──────── Available records

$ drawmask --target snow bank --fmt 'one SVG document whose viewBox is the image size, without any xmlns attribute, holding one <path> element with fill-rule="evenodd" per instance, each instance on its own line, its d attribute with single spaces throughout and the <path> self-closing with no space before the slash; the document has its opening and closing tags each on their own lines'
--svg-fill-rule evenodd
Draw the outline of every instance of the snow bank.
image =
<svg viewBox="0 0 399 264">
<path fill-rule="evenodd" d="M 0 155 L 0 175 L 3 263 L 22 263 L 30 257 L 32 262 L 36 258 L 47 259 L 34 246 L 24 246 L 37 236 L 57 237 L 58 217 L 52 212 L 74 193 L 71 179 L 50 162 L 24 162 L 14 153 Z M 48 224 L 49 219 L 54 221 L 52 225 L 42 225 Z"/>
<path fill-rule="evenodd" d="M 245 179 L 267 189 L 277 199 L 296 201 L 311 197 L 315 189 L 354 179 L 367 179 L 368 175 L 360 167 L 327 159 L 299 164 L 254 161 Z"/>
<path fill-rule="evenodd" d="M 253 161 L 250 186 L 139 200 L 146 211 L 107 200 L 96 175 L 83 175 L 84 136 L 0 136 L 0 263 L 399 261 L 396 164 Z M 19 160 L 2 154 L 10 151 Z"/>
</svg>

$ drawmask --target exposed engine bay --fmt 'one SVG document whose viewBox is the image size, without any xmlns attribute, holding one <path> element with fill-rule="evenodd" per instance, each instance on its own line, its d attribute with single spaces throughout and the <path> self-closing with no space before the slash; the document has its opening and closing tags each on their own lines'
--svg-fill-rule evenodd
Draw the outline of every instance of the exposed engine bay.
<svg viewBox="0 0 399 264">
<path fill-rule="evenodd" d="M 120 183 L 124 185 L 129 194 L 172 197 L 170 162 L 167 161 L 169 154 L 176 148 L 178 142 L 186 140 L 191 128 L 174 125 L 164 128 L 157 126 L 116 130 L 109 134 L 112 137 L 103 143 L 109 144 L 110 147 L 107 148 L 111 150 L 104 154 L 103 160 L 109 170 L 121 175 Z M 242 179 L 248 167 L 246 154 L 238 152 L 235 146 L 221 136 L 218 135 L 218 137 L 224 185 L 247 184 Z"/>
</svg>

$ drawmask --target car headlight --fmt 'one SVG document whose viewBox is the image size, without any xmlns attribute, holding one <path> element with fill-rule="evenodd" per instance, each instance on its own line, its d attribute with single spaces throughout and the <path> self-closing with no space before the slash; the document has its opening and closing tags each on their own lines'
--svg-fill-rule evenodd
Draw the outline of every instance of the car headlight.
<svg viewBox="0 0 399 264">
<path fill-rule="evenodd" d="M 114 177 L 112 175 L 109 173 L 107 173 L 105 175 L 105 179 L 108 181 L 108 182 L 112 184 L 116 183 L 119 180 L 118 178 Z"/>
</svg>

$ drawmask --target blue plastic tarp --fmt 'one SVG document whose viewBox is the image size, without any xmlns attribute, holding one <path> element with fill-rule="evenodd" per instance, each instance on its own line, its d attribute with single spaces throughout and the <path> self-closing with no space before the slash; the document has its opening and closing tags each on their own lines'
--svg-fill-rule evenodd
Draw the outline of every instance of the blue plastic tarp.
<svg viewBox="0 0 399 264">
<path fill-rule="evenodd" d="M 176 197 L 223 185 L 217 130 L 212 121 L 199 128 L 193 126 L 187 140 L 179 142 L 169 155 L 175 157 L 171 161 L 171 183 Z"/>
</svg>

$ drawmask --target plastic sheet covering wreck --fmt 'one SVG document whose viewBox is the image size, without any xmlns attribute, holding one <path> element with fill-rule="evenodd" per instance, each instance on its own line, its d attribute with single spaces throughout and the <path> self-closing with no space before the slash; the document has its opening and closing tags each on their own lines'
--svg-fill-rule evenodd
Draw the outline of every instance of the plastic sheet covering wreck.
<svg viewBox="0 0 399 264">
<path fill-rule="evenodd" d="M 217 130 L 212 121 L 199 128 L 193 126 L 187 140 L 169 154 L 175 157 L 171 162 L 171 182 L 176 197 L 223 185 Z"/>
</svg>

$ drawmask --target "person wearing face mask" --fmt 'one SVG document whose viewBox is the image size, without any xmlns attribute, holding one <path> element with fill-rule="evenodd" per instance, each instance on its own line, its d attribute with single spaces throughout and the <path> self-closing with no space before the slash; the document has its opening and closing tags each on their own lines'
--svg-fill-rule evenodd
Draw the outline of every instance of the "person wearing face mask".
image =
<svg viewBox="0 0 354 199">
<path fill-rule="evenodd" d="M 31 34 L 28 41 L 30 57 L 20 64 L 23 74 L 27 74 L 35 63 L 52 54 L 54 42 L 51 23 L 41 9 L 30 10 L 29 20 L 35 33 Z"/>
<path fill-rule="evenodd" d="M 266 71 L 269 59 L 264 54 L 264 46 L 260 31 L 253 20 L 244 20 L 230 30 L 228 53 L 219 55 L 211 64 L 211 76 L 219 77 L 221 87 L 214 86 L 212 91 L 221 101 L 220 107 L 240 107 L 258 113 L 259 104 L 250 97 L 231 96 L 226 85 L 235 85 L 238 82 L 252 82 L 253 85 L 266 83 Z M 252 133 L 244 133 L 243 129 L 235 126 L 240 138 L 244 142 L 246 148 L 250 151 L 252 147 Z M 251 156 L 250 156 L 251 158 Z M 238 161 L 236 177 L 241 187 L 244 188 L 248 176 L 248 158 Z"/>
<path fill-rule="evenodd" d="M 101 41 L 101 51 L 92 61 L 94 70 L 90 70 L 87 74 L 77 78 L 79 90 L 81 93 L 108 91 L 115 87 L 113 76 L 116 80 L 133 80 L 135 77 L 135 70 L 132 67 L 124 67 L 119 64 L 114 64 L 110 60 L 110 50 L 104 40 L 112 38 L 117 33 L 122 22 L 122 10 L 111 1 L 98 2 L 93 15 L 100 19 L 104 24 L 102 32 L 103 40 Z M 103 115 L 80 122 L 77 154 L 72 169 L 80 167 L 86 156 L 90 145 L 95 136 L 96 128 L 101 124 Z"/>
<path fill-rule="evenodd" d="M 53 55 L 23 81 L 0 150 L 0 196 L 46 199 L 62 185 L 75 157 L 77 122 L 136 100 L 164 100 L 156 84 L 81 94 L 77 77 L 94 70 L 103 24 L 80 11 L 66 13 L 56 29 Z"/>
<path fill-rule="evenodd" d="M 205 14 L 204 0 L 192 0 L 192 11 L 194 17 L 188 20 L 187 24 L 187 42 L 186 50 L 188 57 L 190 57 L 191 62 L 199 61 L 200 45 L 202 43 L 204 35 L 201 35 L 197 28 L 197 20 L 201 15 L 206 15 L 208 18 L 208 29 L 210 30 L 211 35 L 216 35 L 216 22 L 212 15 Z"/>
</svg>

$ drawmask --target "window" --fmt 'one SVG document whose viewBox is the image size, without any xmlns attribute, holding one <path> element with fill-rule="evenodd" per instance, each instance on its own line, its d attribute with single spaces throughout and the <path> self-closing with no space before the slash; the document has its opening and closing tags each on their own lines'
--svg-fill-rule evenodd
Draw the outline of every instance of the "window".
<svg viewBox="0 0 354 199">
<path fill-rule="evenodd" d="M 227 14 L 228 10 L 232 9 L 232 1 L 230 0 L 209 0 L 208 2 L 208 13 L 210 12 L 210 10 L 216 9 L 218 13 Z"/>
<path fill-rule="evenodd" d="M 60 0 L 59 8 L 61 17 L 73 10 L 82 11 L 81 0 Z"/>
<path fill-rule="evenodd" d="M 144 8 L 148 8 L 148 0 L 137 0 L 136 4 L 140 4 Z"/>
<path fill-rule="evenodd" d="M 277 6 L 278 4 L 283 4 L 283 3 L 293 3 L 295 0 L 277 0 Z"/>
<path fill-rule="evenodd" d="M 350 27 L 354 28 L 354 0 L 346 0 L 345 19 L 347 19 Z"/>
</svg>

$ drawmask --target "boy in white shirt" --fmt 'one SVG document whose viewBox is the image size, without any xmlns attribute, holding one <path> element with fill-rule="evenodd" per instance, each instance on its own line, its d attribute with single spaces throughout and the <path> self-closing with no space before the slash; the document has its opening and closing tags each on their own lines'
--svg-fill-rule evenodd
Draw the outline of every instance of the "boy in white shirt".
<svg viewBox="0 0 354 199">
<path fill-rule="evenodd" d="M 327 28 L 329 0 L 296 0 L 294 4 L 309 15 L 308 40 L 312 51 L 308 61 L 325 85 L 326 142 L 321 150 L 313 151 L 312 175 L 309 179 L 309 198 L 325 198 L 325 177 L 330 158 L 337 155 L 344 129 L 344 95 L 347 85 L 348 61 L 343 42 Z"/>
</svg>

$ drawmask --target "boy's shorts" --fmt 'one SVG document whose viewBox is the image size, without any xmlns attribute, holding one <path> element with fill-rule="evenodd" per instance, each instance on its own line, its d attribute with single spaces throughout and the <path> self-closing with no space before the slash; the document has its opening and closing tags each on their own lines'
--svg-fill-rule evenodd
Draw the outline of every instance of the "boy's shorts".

────────────────

» **Instructions to follow**
From the entries above, keep only the lines that contain the string "sheet", matching case exactly, and copy each such line in full.

» **Worked solution**
$ drawmask --target plastic sheet covering wreck --fmt 'one SVG document whose viewBox is the image size, without any xmlns attribute, holding one <path> element with fill-rule="evenodd" per instance, each instance on its own line, its d attribute with single spaces throughout and the <path> self-closing with no space before the slash; the document has its opening and closing tags each on their own lines'
Draw the outline of every instance of the plastic sheet covering wreck.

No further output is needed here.